WHAT YOU ARE ASKED TO DO: Rewrite the part of the records that opens with the line containing "object_query: green bush" and runs through the end of the records, requests included and unchanged, but with each box coordinate in the answers multiplied by 1.6 and rounded to a whole number, halves going up. Give that part alone.

# # # #

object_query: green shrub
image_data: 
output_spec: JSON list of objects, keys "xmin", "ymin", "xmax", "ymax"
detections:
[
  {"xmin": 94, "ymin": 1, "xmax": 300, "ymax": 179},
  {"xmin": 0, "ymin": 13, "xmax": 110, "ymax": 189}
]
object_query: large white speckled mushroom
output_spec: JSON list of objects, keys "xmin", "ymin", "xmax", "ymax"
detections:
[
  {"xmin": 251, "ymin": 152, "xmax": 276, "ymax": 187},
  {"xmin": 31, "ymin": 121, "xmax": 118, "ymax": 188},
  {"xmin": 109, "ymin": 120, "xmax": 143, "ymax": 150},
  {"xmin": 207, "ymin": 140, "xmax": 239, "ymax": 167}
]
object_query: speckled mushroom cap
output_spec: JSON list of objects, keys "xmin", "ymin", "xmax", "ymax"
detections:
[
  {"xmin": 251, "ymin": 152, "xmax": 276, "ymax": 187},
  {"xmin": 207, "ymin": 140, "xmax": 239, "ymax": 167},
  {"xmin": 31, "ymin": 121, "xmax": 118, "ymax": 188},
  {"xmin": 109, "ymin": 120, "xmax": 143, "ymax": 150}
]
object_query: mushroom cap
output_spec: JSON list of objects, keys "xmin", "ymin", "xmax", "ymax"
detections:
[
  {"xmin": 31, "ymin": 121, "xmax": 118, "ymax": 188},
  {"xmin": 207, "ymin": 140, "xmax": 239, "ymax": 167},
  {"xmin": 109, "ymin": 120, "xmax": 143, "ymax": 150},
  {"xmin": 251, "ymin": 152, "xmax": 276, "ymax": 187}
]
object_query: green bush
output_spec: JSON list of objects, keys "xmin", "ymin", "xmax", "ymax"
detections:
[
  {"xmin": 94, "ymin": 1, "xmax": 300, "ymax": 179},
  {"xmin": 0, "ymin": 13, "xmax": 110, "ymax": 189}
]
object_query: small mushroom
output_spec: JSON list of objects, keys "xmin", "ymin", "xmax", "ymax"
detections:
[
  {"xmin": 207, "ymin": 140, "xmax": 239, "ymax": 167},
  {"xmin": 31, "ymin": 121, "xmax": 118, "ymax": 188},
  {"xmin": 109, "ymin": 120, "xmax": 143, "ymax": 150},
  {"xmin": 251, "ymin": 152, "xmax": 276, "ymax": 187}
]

# # # #

RESPONSE TO THE EXERCISE:
object_query: green bush
output_spec: JSON list of objects, keys "xmin", "ymin", "xmax", "ymax"
detections:
[
  {"xmin": 150, "ymin": 2, "xmax": 480, "ymax": 286},
  {"xmin": 0, "ymin": 21, "xmax": 176, "ymax": 302}
]
object_query: small mushroom
output_spec: JSON list of objects, keys "xmin", "ymin", "xmax", "ymax"
detections:
[
  {"xmin": 331, "ymin": 224, "xmax": 382, "ymax": 267},
  {"xmin": 50, "ymin": 194, "xmax": 189, "ymax": 301},
  {"xmin": 174, "ymin": 192, "xmax": 229, "ymax": 240},
  {"xmin": 402, "ymin": 243, "xmax": 442, "ymax": 299}
]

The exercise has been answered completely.